___ Data under study ___

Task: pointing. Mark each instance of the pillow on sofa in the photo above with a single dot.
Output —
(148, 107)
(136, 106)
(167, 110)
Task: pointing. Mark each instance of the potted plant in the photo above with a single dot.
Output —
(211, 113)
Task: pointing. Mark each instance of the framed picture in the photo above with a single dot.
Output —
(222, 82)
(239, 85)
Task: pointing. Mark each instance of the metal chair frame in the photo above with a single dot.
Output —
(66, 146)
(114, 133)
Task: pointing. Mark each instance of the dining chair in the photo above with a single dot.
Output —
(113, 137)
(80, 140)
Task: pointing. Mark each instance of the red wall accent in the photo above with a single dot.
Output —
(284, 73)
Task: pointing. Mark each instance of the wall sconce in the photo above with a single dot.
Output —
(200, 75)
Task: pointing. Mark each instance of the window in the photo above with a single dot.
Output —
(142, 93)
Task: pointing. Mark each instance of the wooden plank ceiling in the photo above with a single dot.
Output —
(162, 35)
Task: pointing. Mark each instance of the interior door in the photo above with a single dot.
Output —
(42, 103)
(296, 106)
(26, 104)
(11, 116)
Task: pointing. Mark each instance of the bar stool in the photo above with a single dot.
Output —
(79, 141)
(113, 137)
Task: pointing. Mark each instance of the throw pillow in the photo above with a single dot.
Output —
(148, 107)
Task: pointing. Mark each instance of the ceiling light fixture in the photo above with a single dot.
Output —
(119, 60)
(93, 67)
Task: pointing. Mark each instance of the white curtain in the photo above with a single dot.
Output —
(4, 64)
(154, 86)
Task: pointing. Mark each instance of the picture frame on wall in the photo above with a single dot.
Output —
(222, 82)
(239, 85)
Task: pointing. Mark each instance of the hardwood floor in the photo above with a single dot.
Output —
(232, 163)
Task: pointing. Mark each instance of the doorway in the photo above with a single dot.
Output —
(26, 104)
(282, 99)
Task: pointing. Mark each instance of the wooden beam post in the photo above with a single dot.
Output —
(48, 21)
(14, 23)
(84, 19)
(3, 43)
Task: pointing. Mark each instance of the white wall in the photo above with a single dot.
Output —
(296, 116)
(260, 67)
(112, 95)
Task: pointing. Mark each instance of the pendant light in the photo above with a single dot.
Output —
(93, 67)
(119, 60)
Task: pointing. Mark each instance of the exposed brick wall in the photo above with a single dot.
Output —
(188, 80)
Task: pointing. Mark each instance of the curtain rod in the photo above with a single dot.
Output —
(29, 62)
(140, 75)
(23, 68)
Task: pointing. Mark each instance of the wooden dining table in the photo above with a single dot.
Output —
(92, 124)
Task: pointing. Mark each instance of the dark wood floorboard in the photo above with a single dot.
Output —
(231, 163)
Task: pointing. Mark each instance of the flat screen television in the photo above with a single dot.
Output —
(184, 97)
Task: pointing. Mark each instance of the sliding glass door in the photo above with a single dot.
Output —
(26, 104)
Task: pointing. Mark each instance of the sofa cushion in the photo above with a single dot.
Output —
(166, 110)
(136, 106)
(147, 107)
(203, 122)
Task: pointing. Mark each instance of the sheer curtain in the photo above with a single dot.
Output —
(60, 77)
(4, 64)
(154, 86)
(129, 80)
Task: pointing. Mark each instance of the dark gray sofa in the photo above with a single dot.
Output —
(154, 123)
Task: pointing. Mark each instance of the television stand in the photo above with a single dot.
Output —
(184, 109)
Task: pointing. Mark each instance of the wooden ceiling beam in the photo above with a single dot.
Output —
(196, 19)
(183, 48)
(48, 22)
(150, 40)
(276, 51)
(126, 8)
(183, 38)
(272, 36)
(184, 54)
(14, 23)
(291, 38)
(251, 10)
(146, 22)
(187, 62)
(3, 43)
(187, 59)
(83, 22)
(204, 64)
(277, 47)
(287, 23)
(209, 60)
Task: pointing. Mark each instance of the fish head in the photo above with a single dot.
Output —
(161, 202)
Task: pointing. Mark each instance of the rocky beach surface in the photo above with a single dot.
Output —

___

For the material above, reproduce exactly the lines from the line with "Task: pointing. Mark each instance of the wooden dining" to the line with "Task: pointing. Mark each instance of the flat", inclusive, and exclude all others.

Task: pointing. Mark each instance of the wooden dining table in the photo above with a single dot.
Output —
(92, 124)
Task: pointing. Mark each instance of the dark wood floorboard in the photo above with a single dot.
Output —
(231, 163)
Task: pointing. Mark each instance of the flat screen television in the photo above with a single dot.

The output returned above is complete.